- [Text excerpt]
━━━━━━

Israel's revocation of segregated Palestinian buses: Good decision, bad rationale
The revocation of the decision to not allow Palestinian workers from Judea and Samaria returning from work to travel on buses used by Israelis was the right decision. But it looks like it was taken for the wrong reason.
The reaction to be expected in the world to the demand that Palestinian workers should travel on separate buses should not have been the primary, and certainly not the sole, reason for Prime Minister Benjamin Netanyahu’s decision. It is the moral standards to which we must adhere that should have been the reason. Separating passengers on public transportation according to their ethnic background violates our moral standards. What we think of ourselves is more important than what the world thinks of us.
There is no denying that there is a security problem, and that Israeli civilians on occasion feel themselves endangered. This is the result of frequent acts of terror committed by Palestinians against Jews. Too many buses have been blown up by Palestinian terrorists causing death and injury to hundreds of Israelis.
Palestinian taxi drivers have kidnapped and killed Jewish passengers. Not so long ago a Palestinian driver picked up three Jewish boys and murdered them. In Jerusalem Palestinian terrorists almost daily try to knife Jews and Palestinian drivers try to run down Jews in the street.

━━━━━━

- [What is being asked]
Answer these questions from the bus segregation piece above:
(a) Whose decision does the piece say was made for the wrong reason?
(b) According to the piece, what should have been the reason for that decision?
(c) How many Jewish boys does the piece say a Palestinian driver picked up and murdered?

━━━━━━

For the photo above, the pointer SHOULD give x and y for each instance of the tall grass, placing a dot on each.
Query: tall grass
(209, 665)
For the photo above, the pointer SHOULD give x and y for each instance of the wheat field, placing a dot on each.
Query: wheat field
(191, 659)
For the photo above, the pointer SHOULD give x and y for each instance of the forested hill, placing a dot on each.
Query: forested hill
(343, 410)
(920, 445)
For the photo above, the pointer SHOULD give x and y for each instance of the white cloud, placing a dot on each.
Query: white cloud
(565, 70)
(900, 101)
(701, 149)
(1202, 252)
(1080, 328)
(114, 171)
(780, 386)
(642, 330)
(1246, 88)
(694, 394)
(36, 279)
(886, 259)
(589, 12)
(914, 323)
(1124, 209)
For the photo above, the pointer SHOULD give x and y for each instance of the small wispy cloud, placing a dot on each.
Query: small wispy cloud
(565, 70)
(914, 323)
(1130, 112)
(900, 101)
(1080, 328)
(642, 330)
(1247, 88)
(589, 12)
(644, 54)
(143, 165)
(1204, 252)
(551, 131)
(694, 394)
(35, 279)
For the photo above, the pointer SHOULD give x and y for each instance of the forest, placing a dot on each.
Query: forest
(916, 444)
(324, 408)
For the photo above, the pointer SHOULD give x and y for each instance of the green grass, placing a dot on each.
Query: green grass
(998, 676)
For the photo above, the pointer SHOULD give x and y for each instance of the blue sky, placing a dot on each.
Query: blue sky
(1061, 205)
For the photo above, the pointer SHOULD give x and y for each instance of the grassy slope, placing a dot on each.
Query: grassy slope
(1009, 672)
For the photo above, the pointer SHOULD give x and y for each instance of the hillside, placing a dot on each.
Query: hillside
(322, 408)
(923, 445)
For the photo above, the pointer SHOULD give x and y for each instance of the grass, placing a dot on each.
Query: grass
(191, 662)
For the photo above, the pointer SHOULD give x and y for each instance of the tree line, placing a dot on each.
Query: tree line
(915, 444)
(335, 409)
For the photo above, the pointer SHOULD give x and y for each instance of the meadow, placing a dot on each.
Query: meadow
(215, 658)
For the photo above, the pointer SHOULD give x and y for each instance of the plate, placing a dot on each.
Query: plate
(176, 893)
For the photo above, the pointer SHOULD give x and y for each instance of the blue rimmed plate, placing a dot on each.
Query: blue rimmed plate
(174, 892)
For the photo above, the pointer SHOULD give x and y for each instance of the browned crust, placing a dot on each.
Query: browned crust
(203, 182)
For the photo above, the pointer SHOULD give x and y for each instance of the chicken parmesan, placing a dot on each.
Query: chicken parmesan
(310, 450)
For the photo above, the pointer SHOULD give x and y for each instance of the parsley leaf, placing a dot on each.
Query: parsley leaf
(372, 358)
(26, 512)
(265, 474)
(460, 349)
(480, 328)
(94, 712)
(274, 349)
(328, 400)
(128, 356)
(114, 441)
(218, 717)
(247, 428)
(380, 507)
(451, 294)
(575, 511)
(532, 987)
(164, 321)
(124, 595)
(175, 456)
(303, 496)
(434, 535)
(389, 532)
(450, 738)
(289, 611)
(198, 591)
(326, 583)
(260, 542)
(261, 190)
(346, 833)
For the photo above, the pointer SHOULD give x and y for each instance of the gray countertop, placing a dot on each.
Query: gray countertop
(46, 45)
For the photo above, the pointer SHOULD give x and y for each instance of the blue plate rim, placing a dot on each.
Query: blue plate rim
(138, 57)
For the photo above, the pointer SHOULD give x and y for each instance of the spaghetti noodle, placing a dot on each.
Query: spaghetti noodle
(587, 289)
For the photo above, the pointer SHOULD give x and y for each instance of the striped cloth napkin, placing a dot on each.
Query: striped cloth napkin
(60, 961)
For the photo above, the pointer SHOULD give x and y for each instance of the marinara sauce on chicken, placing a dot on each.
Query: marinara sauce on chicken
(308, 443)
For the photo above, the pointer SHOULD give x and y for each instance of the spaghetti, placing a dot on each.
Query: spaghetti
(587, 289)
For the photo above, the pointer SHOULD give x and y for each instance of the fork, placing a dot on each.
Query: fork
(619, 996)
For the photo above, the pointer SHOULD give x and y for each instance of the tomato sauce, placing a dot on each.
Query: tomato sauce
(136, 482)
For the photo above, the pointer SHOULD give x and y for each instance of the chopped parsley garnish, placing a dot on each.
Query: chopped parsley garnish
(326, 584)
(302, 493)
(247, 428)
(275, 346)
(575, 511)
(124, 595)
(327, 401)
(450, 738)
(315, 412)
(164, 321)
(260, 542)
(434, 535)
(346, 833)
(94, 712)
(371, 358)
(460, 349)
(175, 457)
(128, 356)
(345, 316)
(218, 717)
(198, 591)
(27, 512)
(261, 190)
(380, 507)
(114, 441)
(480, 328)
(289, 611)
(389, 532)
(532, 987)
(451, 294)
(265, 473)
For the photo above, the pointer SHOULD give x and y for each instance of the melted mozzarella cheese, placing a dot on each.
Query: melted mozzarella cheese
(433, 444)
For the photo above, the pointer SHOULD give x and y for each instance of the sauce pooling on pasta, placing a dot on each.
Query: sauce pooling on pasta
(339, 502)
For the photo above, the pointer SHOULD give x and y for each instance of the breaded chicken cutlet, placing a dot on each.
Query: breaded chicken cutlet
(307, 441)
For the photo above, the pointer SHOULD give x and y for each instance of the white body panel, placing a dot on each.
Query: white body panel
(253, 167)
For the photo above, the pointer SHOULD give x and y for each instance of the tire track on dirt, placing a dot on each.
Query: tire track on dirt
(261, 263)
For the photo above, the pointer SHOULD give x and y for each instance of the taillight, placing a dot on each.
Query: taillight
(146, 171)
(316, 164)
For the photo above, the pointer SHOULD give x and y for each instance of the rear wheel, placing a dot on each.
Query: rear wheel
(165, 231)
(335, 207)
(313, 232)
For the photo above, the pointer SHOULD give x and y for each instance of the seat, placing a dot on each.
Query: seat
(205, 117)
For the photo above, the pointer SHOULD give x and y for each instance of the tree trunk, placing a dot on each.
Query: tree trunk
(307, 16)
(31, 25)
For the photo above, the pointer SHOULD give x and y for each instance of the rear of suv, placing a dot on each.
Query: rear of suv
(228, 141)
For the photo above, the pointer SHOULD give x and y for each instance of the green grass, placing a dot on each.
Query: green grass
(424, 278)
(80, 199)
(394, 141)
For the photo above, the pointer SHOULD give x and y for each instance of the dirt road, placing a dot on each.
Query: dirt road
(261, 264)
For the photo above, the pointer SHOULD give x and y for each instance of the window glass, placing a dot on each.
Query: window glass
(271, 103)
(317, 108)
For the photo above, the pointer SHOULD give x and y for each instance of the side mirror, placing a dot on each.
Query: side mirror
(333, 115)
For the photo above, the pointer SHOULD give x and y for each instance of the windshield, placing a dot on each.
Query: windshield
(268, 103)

━━━━━━

- [Response for this exercise]
(a) Prime Minister Benjamin Netanyahu's.
(b) The moral standards to which "we must adhere."
(c) Three.